What to work on >> Extract the full set of records, then give each one again exactly.

Collected data entries >>
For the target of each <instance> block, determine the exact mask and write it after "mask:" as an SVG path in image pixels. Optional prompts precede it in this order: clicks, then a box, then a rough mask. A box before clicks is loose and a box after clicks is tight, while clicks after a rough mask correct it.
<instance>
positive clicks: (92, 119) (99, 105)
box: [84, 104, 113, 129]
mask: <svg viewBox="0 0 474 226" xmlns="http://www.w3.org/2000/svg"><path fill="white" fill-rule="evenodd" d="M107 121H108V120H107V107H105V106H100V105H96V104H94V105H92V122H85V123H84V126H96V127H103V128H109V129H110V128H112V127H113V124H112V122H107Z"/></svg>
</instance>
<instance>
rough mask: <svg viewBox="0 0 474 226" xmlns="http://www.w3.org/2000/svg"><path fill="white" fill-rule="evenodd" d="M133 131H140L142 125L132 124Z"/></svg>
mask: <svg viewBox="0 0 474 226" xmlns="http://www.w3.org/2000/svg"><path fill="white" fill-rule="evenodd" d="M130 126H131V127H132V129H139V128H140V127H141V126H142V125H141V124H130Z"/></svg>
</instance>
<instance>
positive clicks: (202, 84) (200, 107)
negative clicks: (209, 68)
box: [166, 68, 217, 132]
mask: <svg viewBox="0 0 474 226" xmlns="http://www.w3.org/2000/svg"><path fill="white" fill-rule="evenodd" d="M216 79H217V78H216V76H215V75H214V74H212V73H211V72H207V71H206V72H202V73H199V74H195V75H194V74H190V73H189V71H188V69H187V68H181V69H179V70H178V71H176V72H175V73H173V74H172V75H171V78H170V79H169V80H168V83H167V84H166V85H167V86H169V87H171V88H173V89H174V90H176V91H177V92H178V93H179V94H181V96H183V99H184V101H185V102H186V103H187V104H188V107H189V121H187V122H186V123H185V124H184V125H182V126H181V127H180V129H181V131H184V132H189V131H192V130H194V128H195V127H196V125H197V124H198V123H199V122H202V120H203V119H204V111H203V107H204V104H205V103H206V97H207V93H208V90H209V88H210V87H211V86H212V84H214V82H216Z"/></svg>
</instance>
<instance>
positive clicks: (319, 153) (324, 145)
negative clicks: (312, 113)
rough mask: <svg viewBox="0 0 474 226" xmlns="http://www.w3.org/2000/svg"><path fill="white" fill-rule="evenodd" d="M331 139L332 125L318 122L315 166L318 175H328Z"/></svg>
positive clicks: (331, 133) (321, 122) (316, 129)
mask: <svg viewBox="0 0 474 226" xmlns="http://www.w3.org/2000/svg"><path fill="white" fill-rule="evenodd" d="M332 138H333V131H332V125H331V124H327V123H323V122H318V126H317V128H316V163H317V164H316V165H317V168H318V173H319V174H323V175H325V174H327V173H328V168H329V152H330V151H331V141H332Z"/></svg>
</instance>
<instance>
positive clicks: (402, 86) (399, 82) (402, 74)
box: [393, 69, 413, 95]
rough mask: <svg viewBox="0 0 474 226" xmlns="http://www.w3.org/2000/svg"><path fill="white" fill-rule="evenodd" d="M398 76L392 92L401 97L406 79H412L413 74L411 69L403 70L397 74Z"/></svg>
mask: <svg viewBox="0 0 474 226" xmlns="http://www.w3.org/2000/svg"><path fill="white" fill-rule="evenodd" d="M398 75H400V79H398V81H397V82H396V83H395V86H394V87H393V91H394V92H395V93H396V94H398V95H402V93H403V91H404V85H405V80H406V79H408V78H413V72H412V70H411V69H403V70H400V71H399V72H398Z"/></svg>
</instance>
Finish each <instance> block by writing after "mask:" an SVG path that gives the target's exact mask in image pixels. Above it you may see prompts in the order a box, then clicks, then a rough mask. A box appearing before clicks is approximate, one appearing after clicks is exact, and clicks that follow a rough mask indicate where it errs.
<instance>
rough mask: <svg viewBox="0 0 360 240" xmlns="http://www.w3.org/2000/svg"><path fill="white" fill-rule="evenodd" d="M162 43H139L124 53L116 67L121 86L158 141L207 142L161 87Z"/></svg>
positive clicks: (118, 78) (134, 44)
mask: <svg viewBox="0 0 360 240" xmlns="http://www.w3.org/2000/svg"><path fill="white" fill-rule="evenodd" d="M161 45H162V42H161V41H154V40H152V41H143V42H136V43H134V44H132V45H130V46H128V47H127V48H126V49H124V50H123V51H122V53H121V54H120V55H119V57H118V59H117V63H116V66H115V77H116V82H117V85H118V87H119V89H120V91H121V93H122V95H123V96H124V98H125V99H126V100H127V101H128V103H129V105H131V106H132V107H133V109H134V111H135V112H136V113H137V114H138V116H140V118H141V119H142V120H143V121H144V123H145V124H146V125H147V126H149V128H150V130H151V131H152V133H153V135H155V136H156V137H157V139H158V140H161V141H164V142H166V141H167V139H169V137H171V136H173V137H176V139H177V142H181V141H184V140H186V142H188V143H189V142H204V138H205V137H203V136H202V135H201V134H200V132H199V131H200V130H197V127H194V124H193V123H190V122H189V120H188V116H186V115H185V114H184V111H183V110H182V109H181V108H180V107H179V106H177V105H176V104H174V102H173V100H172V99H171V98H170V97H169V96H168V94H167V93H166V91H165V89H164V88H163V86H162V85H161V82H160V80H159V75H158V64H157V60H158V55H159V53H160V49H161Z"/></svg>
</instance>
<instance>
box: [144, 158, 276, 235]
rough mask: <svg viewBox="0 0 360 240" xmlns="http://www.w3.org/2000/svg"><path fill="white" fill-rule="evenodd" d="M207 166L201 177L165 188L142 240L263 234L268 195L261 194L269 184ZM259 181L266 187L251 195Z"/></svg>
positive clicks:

Answer to this exercise >>
For the target of each <instance> block, determine the exact mask and write it after "mask:" as an SVG path in image pixels. Optional prompts precede it in this order: clicks, then a box, then a rough mask. A box before clicks is loose and a box after clicks is tight, while clicks after a rough mask correct it.
<instance>
positive clicks: (92, 119) (99, 105)
box: [84, 104, 113, 129]
mask: <svg viewBox="0 0 474 226" xmlns="http://www.w3.org/2000/svg"><path fill="white" fill-rule="evenodd" d="M107 121H108V120H107V107H105V106H100V105H96V104H94V105H92V122H85V123H84V126H96V127H103V128H109V129H110V128H112V127H113V124H112V122H107Z"/></svg>
</instance>
<instance>
rough mask: <svg viewBox="0 0 474 226" xmlns="http://www.w3.org/2000/svg"><path fill="white" fill-rule="evenodd" d="M133 131H140L142 125L132 124Z"/></svg>
mask: <svg viewBox="0 0 474 226" xmlns="http://www.w3.org/2000/svg"><path fill="white" fill-rule="evenodd" d="M130 126H131V127H132V129H139V128H140V127H141V126H142V125H141V124H130Z"/></svg>
</instance>
<instance>
positive clicks: (202, 84) (200, 107)
negative clicks: (209, 68)
box: [166, 68, 217, 132]
mask: <svg viewBox="0 0 474 226" xmlns="http://www.w3.org/2000/svg"><path fill="white" fill-rule="evenodd" d="M216 79H217V78H216V76H215V75H214V74H212V73H211V72H207V71H206V72H202V73H199V74H195V75H194V74H190V73H189V71H188V69H187V68H181V69H179V70H178V71H176V72H175V73H173V74H172V75H171V78H170V79H169V80H168V83H167V84H166V85H167V86H169V87H171V88H173V89H174V90H176V91H177V92H178V93H179V94H181V96H183V99H184V101H185V102H186V103H187V104H188V107H189V121H187V122H186V123H185V124H184V125H182V126H181V127H180V129H181V131H184V132H189V131H192V130H194V128H195V127H196V125H197V124H198V123H199V122H202V120H203V119H204V111H203V107H204V104H205V103H206V97H207V93H208V90H209V88H210V87H211V86H212V84H214V82H216Z"/></svg>
</instance>
<instance>
positive clicks: (319, 153) (324, 145)
negative clicks: (312, 113)
rough mask: <svg viewBox="0 0 474 226" xmlns="http://www.w3.org/2000/svg"><path fill="white" fill-rule="evenodd" d="M331 139L332 125L318 122L315 166L318 175H328Z"/></svg>
positive clicks: (331, 133) (321, 122) (316, 129)
mask: <svg viewBox="0 0 474 226" xmlns="http://www.w3.org/2000/svg"><path fill="white" fill-rule="evenodd" d="M332 138H333V131H332V125H331V124H327V123H323V122H318V126H317V128H316V163H317V164H316V165H317V168H318V173H319V174H323V175H325V174H327V173H328V168H329V152H330V151H331V141H332Z"/></svg>
</instance>
<instance>
positive clicks: (402, 86) (399, 82) (402, 74)
box: [393, 69, 413, 95]
rough mask: <svg viewBox="0 0 474 226" xmlns="http://www.w3.org/2000/svg"><path fill="white" fill-rule="evenodd" d="M398 76L392 92L401 97L406 79H412L413 74L411 69L403 70L397 74Z"/></svg>
mask: <svg viewBox="0 0 474 226" xmlns="http://www.w3.org/2000/svg"><path fill="white" fill-rule="evenodd" d="M398 75H400V79H398V81H397V82H396V83H395V86H394V87H393V91H394V92H395V93H396V94H398V95H402V93H403V91H404V85H405V80H406V79H408V78H413V72H412V70H411V69H403V70H400V71H399V72H398Z"/></svg>
</instance>
Finish each <instance> block by writing after "mask:" an SVG path that gives the target's exact mask in image pixels. Above it you may see prompts in the order a box, then clicks, then a rough mask. A box appearing before clicks is approximate, one appearing after clicks is exact, and clicks that follow a rough mask indicate where it errs.
<instance>
rough mask: <svg viewBox="0 0 360 240" xmlns="http://www.w3.org/2000/svg"><path fill="white" fill-rule="evenodd" d="M162 43H139L124 53L116 67L121 86L158 141L207 142L161 87Z"/></svg>
positive clicks: (118, 78) (134, 44)
mask: <svg viewBox="0 0 360 240" xmlns="http://www.w3.org/2000/svg"><path fill="white" fill-rule="evenodd" d="M161 45H162V42H161V41H154V40H152V41H143V42H136V43H134V44H132V45H130V46H128V47H127V48H126V49H124V50H123V51H122V53H121V54H120V55H119V57H118V59H117V63H116V66H115V77H116V82H117V85H118V87H119V89H120V91H121V93H122V95H123V96H124V98H125V99H126V100H127V101H128V103H129V105H131V106H132V107H133V109H134V111H135V112H136V113H137V114H138V116H140V118H141V119H142V120H143V121H144V123H145V124H146V125H147V126H149V128H150V130H151V131H152V133H153V135H155V136H156V137H157V139H158V140H161V141H164V142H166V141H167V139H169V137H171V136H173V137H176V139H177V142H181V141H184V140H186V142H188V143H189V142H204V138H205V137H203V136H202V135H201V134H200V132H199V131H200V130H197V127H194V124H193V123H190V122H189V120H188V116H186V115H185V114H184V111H183V110H182V109H181V108H180V107H179V106H177V105H176V104H174V102H173V100H172V99H171V98H170V97H169V96H168V94H167V93H166V91H165V89H164V88H163V86H162V85H161V82H160V80H159V75H158V64H157V60H158V55H159V53H160V49H161Z"/></svg>
</instance>
<instance>
box: [144, 158, 276, 235]
rough mask: <svg viewBox="0 0 360 240" xmlns="http://www.w3.org/2000/svg"><path fill="white" fill-rule="evenodd" d="M207 166L201 177L165 188L142 240L263 234L268 195L261 194L269 184ZM259 181L266 187L251 195Z"/></svg>
positive clicks:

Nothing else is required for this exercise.